Records from a collection
Segment Open

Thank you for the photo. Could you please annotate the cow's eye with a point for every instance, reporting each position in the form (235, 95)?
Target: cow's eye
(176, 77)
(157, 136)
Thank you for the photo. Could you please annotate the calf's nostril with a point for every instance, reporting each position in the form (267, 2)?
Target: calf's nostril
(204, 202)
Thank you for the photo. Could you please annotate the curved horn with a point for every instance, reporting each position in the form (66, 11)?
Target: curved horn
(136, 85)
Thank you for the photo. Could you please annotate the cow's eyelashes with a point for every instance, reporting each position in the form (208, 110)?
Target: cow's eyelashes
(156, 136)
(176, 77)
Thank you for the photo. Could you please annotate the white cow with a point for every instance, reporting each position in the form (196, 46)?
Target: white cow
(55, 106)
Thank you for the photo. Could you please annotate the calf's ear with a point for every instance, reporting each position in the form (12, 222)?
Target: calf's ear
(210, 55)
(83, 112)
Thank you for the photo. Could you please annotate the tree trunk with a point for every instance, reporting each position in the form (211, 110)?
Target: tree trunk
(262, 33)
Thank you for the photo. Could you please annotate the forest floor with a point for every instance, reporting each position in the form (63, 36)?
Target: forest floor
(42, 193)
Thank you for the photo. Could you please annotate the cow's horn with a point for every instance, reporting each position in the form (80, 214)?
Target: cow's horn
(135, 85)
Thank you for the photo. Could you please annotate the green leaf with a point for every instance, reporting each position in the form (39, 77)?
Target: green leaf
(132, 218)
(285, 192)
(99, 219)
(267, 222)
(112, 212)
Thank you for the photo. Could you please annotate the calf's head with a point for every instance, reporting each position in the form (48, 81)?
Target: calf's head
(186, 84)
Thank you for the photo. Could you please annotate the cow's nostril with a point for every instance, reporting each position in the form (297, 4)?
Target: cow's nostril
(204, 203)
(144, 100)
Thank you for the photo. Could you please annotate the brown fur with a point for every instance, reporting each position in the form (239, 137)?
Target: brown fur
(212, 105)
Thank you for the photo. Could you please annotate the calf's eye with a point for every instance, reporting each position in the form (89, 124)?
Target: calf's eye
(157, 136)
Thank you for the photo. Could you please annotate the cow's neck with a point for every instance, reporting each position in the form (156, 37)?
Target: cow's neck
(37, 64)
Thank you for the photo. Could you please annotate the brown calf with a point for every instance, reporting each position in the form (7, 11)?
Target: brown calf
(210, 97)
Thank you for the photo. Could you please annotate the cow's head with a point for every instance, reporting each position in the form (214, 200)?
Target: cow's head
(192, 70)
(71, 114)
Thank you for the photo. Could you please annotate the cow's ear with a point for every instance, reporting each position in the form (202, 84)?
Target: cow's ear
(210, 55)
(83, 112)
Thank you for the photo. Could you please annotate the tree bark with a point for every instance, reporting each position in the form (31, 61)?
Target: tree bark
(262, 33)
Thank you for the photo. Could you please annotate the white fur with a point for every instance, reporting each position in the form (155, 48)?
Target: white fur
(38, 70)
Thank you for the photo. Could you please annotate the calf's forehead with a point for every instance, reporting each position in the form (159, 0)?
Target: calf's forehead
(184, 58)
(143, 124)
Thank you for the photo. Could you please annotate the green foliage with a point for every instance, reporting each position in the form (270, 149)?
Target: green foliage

Segment Closed

# [Exercise aim]
Return only what runs from the line containing "Target: cow's nostril" to the last line of the records above, both ends included, exactly as written.

# [Completed exercise]
Target: cow's nostril
(204, 203)
(144, 100)
Thank you for the photo. Could you please annotate the brown fur with a point for every instance, reporting each position in the form (239, 137)?
Target: brown fur
(212, 105)
Thank you for the photo. Could you please annotate the calf's eye with a point for every instance, reporting each position in the form (89, 124)?
Target: calf's eye
(157, 136)
Thank you for the photo. Could you please annotate the cow's neck with a point for every instance, reporting each position in the form (156, 37)?
Target: cow's neck
(37, 64)
Thank you for the photo. Could you please annotate the brown calf with a point for every instance, reporting each position in the form (7, 11)?
Target: brown calf
(210, 97)
Thank you for the photo. Could you please annotate the cow's head with a point for every instance, reporting each position in the form (214, 200)?
Target: cow's head
(192, 70)
(71, 114)
Thank you for the photo. Could you please annotate the cow's ear with a point for every instance, reporting each position in the form (202, 84)?
Target: cow's ear
(210, 55)
(83, 112)
Thank you for the photo. Could you please annotate the tree bark with a point for every instance, reporting each position in the form (31, 61)?
Target: tree bark
(262, 33)
Thank you for the photo. Could you please annotate the white fur with a point for every instance, reporting each position in the form (155, 48)?
Target: white fur
(38, 70)
Thank you for the photo. Could you please annotate the calf's forehead with a point for every instance, reporting each position in the form (159, 0)?
Target: calf's forehead
(184, 58)
(143, 124)
Thank you for the photo. Could you please annotate the green foliage with a point for every instance, reporting each position in the form (270, 149)?
Target: green foliage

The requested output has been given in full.